§ **課題 a**
以下のオバマの母についての文章を読み、次の問いに一行ずつ答えよ。
(i) アンが構築を手助けした仕組みは何で、どの国のものか。
(ii) その仕組みに彼女が携わったのは何年から何年にかけてか。
(iii) ラクヤット・インドネシア銀行に勤めていたエコノミストの名前は何か。

§ **提示文**
►

オバマのママの物語(7) (TIME)

     TIME April 09, 2008
     The Story of Barack Obama's Mother by Amanda Ripley


アンが専門家として遺した恒久的な成果の最大のものは、インドネシアにおける
マイクロファイナンスの仕組みの構築を手助けしたことだ。1988 年から 92 年にかけて
彼女が手掛ける以前から、信用力の低い企業家への小額ローン貸し付けはビジネスとして
確実に成功すると既に認知されてはいた。実際のひとびとの勤労動向に関するアンの
人類学的研究が、ラクヤット・インドネシア銀行がそれを商品に組み込むことを
促したのだと、同銀行に勤めていたエコノミストのパッテンは言う。

◄

§ **リスト**
►

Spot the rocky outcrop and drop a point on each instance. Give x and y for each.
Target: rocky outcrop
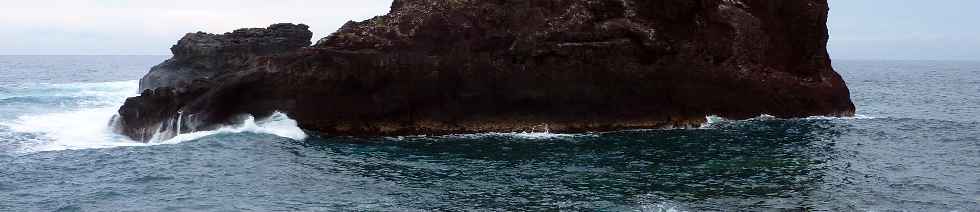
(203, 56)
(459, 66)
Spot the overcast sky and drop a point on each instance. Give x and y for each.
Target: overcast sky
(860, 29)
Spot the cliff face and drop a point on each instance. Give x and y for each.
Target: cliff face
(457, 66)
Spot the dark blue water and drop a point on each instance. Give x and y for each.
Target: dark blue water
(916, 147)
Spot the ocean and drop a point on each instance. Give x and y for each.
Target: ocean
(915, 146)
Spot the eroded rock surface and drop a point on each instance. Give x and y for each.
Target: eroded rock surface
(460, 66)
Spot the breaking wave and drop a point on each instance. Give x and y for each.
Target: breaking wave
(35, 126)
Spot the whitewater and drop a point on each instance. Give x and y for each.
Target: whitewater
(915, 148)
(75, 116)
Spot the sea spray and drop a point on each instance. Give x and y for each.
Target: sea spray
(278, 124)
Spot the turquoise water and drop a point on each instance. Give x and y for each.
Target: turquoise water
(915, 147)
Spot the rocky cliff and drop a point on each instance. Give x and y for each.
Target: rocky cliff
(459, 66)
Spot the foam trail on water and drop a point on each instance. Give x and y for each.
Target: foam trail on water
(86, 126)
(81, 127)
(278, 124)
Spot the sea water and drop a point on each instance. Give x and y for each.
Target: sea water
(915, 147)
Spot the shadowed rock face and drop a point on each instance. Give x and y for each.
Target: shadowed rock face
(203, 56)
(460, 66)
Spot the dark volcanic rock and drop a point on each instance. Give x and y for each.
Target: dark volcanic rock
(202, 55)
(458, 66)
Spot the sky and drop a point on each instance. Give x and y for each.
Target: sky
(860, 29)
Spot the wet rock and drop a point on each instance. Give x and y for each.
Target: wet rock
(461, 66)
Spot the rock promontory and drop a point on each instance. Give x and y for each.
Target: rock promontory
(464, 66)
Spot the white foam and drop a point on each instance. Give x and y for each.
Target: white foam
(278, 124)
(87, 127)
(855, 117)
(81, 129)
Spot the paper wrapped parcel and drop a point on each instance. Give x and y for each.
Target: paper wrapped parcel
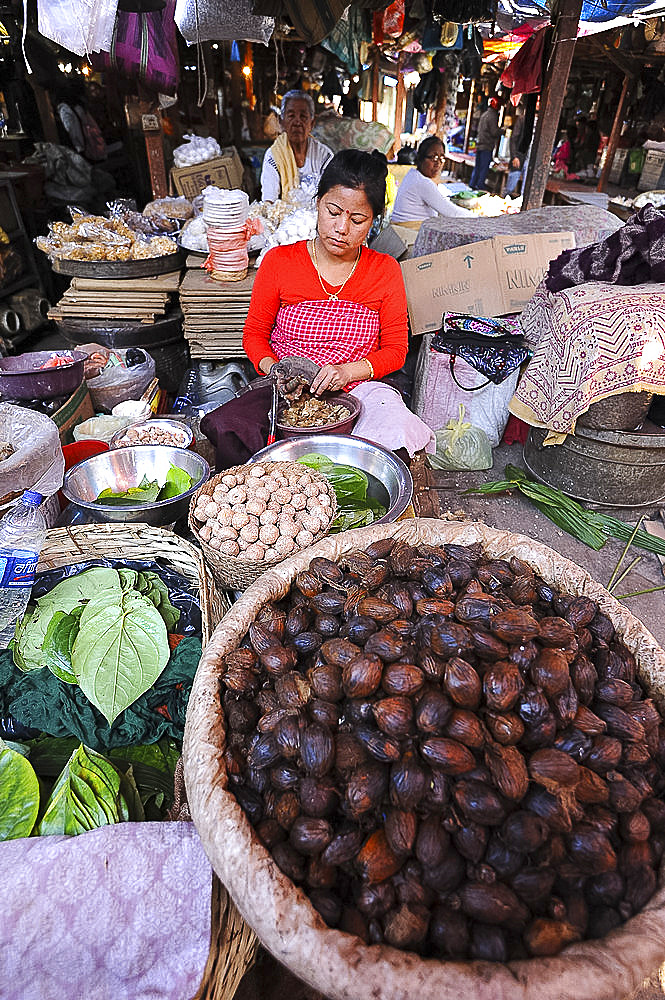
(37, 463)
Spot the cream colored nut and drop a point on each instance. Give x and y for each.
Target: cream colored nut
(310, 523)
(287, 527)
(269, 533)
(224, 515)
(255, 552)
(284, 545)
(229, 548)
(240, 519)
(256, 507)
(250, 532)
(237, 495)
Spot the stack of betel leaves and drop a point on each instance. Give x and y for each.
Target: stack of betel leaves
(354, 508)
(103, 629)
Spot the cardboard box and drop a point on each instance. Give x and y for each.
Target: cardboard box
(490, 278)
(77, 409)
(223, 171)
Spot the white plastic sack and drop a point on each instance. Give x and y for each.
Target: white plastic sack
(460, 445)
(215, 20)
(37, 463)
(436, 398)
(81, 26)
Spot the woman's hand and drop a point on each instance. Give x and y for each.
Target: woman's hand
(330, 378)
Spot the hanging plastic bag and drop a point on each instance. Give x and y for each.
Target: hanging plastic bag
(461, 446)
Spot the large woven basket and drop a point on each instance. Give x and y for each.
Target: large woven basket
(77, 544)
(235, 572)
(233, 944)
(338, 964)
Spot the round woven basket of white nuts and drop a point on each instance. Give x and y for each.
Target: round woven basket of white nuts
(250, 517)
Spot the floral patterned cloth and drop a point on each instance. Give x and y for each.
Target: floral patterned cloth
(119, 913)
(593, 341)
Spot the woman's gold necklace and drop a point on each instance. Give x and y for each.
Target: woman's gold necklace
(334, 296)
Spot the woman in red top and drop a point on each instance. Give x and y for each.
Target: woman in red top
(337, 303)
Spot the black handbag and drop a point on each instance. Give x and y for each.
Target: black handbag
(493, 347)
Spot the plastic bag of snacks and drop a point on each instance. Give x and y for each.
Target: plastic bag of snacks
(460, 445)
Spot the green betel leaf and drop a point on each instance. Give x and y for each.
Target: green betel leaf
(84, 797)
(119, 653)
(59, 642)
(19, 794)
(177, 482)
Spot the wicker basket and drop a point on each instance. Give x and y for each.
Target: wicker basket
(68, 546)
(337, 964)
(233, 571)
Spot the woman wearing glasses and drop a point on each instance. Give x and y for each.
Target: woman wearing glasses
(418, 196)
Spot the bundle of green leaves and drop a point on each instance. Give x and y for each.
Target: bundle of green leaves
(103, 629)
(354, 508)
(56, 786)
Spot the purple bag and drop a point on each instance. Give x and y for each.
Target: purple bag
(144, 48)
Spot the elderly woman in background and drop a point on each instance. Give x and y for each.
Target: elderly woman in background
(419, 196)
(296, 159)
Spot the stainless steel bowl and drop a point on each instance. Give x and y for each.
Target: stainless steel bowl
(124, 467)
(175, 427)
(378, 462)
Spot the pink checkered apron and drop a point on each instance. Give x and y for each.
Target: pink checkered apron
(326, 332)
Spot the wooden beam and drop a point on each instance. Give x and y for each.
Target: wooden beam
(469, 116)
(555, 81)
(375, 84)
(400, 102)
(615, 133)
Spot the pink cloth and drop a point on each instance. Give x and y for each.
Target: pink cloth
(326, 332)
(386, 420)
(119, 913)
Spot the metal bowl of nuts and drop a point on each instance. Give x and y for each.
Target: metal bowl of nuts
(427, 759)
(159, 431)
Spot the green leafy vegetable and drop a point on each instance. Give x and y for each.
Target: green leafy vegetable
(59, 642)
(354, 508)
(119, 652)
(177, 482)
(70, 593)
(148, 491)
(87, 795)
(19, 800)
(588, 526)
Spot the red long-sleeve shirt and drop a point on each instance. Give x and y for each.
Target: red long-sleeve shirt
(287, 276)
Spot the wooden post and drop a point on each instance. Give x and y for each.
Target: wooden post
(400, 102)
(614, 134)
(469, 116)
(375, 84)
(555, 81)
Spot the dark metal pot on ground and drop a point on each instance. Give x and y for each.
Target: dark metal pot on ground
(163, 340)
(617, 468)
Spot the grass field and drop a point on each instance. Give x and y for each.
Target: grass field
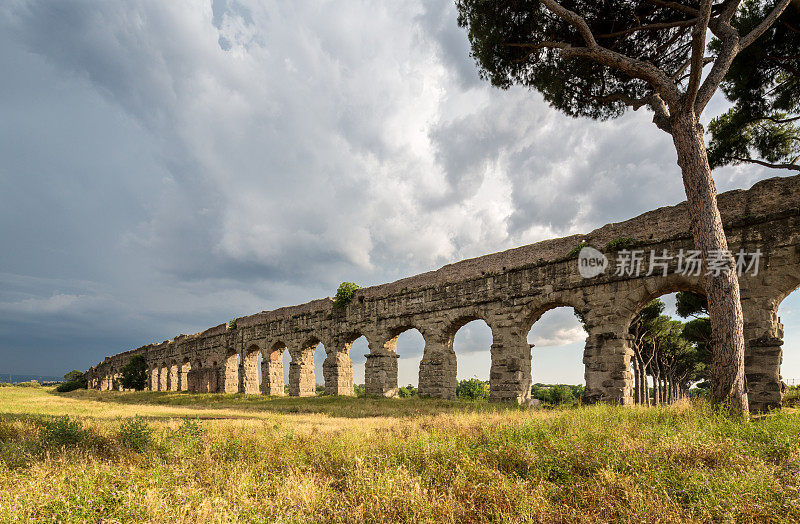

◄

§ **課題 b**
上のリストで「sleeve」という語を含む行がいくつあるか、その数だけを答えよ。

§ **正答 a**
(i) マイクロファイナンスの仕組みで、インドネシアのもの
(ii) 1988年から92年にかけて
(iii) パッテン

§ **正答 b**
2